■ Task statement:
In the records below, add 150 to every pixel coordinate in the answers, starting with the line that contains "Expected: one point per instance of the white t-shirt, reported" and going on through the end of the records. Write all of those lines out again with the request lines included unchanged.

Pointing dataset excerpts
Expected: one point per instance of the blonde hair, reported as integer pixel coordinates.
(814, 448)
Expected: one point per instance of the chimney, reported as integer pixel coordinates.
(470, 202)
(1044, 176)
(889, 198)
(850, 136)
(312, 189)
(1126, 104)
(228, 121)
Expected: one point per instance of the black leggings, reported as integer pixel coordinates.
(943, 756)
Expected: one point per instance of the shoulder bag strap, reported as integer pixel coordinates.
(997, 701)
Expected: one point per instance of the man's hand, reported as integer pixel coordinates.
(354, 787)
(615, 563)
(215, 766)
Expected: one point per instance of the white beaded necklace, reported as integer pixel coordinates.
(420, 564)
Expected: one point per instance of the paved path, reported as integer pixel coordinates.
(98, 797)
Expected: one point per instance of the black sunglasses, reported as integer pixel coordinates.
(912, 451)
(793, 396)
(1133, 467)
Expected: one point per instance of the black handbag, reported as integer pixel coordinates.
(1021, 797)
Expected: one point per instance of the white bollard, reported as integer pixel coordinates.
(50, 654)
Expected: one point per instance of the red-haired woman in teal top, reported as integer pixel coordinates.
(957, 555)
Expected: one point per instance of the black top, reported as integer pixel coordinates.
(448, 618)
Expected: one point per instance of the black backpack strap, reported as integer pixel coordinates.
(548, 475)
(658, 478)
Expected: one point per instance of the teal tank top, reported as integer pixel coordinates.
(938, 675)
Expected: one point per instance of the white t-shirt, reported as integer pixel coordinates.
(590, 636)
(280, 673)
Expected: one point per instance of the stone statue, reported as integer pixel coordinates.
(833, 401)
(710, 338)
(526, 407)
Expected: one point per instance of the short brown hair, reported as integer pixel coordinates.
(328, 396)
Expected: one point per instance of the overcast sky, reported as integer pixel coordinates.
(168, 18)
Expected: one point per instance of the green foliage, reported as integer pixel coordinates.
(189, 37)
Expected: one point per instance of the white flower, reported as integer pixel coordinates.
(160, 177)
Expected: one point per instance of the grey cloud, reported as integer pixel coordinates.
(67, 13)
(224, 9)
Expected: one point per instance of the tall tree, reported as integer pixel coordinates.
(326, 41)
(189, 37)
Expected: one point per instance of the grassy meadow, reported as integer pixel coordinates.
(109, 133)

■ The reply:
Expected: one point per instance of the white t-shirt, reported as integer pixel coordinates.
(740, 786)
(430, 823)
Expected: one point per instance of the stone statue, reported as integer pixel coordinates.
(983, 551)
(860, 488)
(676, 557)
Expected: one point per instance of the short brown hair, reported as integer pixel coordinates.
(478, 546)
Expected: one point per instance of the overcast sky, reported as integer pixel coordinates.
(318, 168)
Expected: one point per instance of the green foliage, reported as integer pixel coordinates.
(339, 187)
Expected: one point per instance of the white flower, reported as integer pixel coordinates.
(310, 327)
Expected: one point per instance of the grey cloud, reported as integer pixel coordinates.
(217, 163)
(374, 159)
Expected: one point per instance of the tall tree, reported as integer pixel coordinates.
(476, 191)
(339, 187)
Expected: one point per instance of the grassy meadow, reported as integer pixel coordinates.
(259, 283)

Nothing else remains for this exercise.